Input data
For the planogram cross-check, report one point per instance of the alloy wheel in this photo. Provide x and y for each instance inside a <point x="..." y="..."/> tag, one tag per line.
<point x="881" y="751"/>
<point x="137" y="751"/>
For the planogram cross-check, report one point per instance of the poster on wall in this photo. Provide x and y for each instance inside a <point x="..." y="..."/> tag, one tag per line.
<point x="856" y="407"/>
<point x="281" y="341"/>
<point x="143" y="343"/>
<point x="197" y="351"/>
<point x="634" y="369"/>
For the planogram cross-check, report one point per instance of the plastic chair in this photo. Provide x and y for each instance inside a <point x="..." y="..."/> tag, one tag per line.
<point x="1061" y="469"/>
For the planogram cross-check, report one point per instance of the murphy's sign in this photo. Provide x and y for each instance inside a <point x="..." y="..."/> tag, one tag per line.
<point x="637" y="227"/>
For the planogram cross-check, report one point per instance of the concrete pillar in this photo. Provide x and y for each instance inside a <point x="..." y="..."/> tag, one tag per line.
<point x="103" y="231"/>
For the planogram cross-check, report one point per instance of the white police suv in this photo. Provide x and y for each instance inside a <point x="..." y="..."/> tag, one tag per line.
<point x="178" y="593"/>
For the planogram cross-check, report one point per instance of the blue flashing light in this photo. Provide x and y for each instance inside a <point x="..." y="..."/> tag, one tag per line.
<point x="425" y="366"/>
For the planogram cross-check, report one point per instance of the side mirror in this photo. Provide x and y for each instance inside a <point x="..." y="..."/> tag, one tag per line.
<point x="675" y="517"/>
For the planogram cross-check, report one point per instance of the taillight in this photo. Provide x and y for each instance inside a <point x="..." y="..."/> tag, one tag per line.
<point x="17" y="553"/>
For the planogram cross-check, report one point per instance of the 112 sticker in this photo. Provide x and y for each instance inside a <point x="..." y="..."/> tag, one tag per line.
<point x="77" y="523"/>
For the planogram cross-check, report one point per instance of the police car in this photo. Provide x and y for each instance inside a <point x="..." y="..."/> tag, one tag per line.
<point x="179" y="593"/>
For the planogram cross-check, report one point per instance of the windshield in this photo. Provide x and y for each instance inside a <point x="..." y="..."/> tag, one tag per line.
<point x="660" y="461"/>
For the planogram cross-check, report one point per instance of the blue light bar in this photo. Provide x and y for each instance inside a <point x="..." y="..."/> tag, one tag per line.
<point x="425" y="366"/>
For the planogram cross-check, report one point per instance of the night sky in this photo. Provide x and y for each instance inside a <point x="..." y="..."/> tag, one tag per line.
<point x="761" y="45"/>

Task prompt
Please restate the preceding entries word for word.

Response to this task
For the planogram cross-check, report one point per instance of the alloy wheel in this photo. Provide x and y for each instance inside a <point x="..." y="..."/> tag, one tag per line.
<point x="881" y="751"/>
<point x="137" y="751"/>
For the planogram cross-check, report one point per instance of the poster on wall in this photo. Provide x and y for each instance inside a <point x="..." y="..."/> tag, one tag per line.
<point x="856" y="407"/>
<point x="281" y="341"/>
<point x="143" y="343"/>
<point x="197" y="351"/>
<point x="634" y="369"/>
For the planogram cross-check, report one point per instance of the plastic chair in this photo. Provide x and y for each instance inside a <point x="..." y="..."/> tag, one tag per line.
<point x="1061" y="469"/>
For the planogram cross-check, report one point per instance of the murphy's sign in this photo. Provide x and y for each instance inside a <point x="..." y="..."/> tag, one tag per line.
<point x="637" y="227"/>
For the planogram cross-check, report one point per instance of the concrete pillar in this photo. Provide x and y for each instance inside a <point x="..." y="..."/> tag, one tag per line.
<point x="103" y="231"/>
For the planogram cross-check, report one point per instance of the white police suv in this photo. Provide x and y for each instance inside a <point x="..." y="..."/> tag, one tag per line.
<point x="178" y="593"/>
For the planogram cross-check, report one point per instance of the blue flashing light in this photo. Provide x and y for each instance inside a <point x="..." y="..."/> tag, one tag per line.
<point x="425" y="366"/>
For the planogram cross-check, report one point per instance of the side mirror in this photo. Provide x and y for each instance inside a <point x="..." y="..."/> tag, one tag per line.
<point x="675" y="517"/>
For the planogram cross-check, report one point per instance of the taillight in this photo. Provide x and y for each instance inside a <point x="..." y="..."/> tag, one tag per line.
<point x="17" y="553"/>
For the planogram cross-check, report one point per instance of the 112 sticker in this photo. Provide x and y for each instance inside a <point x="..." y="..."/> tag, one tag per line.
<point x="77" y="523"/>
For the planogram cross-check, report one point per instance of the police car in this photo. Provide x and y for each instance inside a <point x="..." y="..."/> tag, one tag per line.
<point x="179" y="593"/>
For the planogram cross-check, report one point per instance of the windshield in this photo. Provide x and y for each instance inside a <point x="..." y="..."/> tag, one tag per line.
<point x="660" y="461"/>
For the planogram cross-check, report one point per instance of the blue light bar in this photo. Provide x and y for each instance inside a <point x="..." y="..."/> tag, one tag per line.
<point x="425" y="366"/>
For the planogram cross-check, report one point per instance of the night sky in this photo. Provide x and y for each instance inside a <point x="..." y="..."/> tag, one tag per line.
<point x="761" y="45"/>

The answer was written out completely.